[Rows from a box-labeling dataset]
▬▬▬▬▬▬

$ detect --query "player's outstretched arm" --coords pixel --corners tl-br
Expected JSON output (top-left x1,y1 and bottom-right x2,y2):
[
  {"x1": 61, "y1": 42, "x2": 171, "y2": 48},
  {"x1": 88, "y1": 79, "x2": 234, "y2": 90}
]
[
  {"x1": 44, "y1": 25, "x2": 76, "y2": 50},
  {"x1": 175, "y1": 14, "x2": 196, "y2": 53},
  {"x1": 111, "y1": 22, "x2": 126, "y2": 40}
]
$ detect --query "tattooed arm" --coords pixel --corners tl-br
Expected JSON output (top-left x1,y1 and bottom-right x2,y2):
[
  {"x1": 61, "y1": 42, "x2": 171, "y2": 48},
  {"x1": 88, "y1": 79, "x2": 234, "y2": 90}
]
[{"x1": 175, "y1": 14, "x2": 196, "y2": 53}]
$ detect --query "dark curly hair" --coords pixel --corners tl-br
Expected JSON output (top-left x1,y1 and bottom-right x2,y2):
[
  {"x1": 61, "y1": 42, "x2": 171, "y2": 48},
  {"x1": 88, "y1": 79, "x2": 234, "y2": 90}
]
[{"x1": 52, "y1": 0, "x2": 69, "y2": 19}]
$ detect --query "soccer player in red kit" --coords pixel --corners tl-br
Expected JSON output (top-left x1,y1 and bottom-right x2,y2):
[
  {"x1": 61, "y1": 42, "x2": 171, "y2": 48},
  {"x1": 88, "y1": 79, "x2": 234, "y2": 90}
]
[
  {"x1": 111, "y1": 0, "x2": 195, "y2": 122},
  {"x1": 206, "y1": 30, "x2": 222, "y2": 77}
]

▬▬▬▬▬▬

-- Work required --
List every line above that contains the string "query". Matching is case-sensitive.

-- Response to the exercise --
$ detect --query "player's outstretched arm" --coords pixel --corners tl-br
$ detect --query "tattooed arm" --coords pixel --corners tl-br
$ detect --query "dark curly hair" --coords pixel --corners tl-br
$ detect --query "soccer player in red kit" --coords pixel --corners tl-br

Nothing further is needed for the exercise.